### EXERCISE REQUIREMENTS:
Could you return, word for word, the part of the text on building rings below that begins at the words "Once all of" and stops after "moved as possible."?

### SOURCE TEXT:

######

For example, imagine we are building a cluster that will have no more than 5,000 drives. That would mean that we would have a total number of 500,000 partitions, which is pretty close to 2^19, rounded up.

It is also a good idea to keep the number of partitions small (relatively). The more partitions there are, the more work that has to be done by the replicators and other backend jobs and the more memory the rings consume in process. The goal is to find a good balance between small rings and maximum cluster size.

The next step is to determine the number of replicas to store of the data. Currently it is recommended to use 3 (as this is the only value that has been tested). The higher the number, the more storage that is used but the less likely you are to lose data.

It is also important to determine how many zones the cluster should have. It is recommended to start with a minimum of 5 zones. You can start with fewer, but our testing has shown that having at least five zones is optimal when failures occur. We also recommend trying to configure the zones at as high a level as possible to create as much isolation as possible. Some example things to take into consideration can include physical location, power availability, and network connectivity. For example, in a small cluster you might decide to split the zones up by cabinet, with each cabinet having its own power and network connectivity. The zone concept is very abstract, so feel free to use it in whatever way best isolates your data from failure. Zones are referenced by number, beginning with 1.

You can now start building the ring with:

swift-ring-builder <builder_file> create <part_power> <replicas> <min_part_hours>

This will start the ring build process creating the <builder_file> with 2^<part_power> partitions. <min_part_hours> is the time in hours before a specific partition can be moved in succession (24 is a good value for this).

Devices can be added to the ring with:

swift-ring-builder <builder_file> add z<zone>-<ip>:<port>/<device_name>_<meta> <weight>

This will add a device to the ring where <builder_file> is the name of the builder file that was created previously, <zone> is the number of the zone this device is in, <ip> is the ip address of the server the device is in, <port> is the port number that the server is running on, <device_name> is the name of the device on the server (for example: sdb1), <meta> is a string of metadata for the device (optional), and <weight> is a float weight that determines how many partitions are put on the device relative to the rest of the devices in the cluster (a good starting point is 100.0 x TB on the drive). Add each device that will be initially in the cluster.

Once all of the devices are added to the ring, run:

swift-ring-builder <builder_file> rebalance

This will distribute the partitions across the drives in the ring. It is important whenever making changes to the ring to make all the changes required before running rebalance. This will ensure that the ring stays as balanced as possible, and as few partitions are moved as possible.

The above process should be done to make a ring for each storage service (Account, Container and Object). The builder files will be needed in future changes to the ring, so it is very important that these be kept and backed up. The resulting .tar.gz ring file should be pushed to all of the servers in the cluster. For more information about building rings, running swift-ring-builder with no options will display help text with available commands and options. More information on how the ring works internally can be found in the Ring Overview <overview_ring>.

######

### INFORMATION PROVIDED:
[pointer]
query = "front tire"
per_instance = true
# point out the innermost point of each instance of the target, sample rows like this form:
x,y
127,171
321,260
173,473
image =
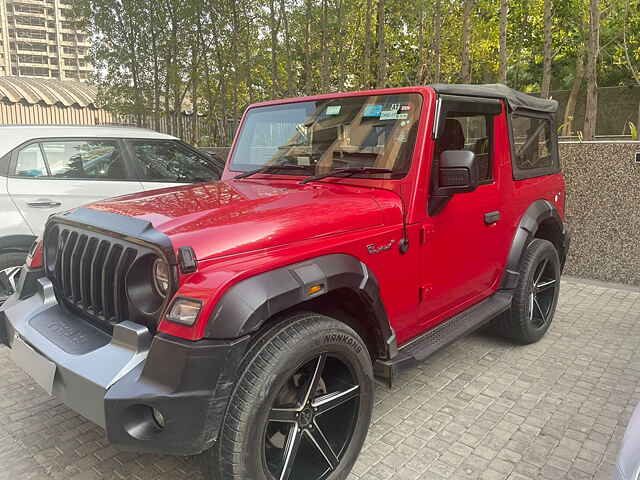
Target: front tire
x,y
535,296
301,407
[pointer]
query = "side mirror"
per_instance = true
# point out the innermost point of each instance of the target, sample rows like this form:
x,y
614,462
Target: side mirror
x,y
458,172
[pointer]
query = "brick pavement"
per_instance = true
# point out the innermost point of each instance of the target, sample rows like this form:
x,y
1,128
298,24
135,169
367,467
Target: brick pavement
x,y
480,409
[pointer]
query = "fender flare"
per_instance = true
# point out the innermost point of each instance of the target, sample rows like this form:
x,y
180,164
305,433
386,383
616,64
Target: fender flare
x,y
538,212
247,305
16,243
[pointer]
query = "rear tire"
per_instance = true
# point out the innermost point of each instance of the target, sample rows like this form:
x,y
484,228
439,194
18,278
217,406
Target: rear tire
x,y
10,264
535,296
301,407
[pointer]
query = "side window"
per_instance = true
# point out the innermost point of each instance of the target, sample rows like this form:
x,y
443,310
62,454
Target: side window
x,y
85,159
533,145
473,132
168,161
29,162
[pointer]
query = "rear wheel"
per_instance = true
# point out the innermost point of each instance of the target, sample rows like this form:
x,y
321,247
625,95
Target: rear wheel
x,y
536,295
10,266
302,405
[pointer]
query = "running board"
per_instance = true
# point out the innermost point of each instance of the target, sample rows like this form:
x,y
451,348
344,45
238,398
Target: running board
x,y
430,342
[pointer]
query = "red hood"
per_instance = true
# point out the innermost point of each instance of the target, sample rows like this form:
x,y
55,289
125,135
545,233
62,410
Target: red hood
x,y
232,217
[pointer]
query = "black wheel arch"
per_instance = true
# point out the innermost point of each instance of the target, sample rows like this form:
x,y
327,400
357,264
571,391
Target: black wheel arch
x,y
541,220
251,303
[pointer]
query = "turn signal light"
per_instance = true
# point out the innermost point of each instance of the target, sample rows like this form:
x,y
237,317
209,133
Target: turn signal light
x,y
184,311
34,259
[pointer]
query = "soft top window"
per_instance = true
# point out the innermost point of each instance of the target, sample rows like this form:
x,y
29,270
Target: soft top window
x,y
533,145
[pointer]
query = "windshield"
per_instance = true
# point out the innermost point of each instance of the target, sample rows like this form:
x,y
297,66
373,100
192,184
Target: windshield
x,y
353,132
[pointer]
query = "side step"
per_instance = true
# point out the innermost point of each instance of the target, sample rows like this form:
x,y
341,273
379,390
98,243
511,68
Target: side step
x,y
443,334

######

### THE SOLUTION:
Once all of the devices are added to the ring, run:

swift-ring-builder <builder_file> rebalance

This will distribute the partitions across the drives in the ring. It is important whenever making changes to the ring to make all the changes required before running rebalance. This will ensure that the ring stays as balanced as possible, and as few partitions are moved as possible.